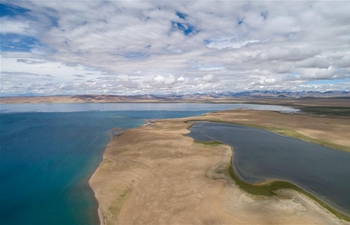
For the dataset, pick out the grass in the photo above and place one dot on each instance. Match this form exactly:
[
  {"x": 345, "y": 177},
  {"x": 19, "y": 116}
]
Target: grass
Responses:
[
  {"x": 270, "y": 188},
  {"x": 288, "y": 133}
]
********
▶ _Required task_
Write out every entry above line for line, without the pictures.

▶ _Full solution_
For the dataset, pick out the grass in the photo above and place one dot on each instance. Match this form exactly:
[
  {"x": 345, "y": 177},
  {"x": 19, "y": 116}
]
Target: grass
Responses:
[
  {"x": 270, "y": 188},
  {"x": 288, "y": 133}
]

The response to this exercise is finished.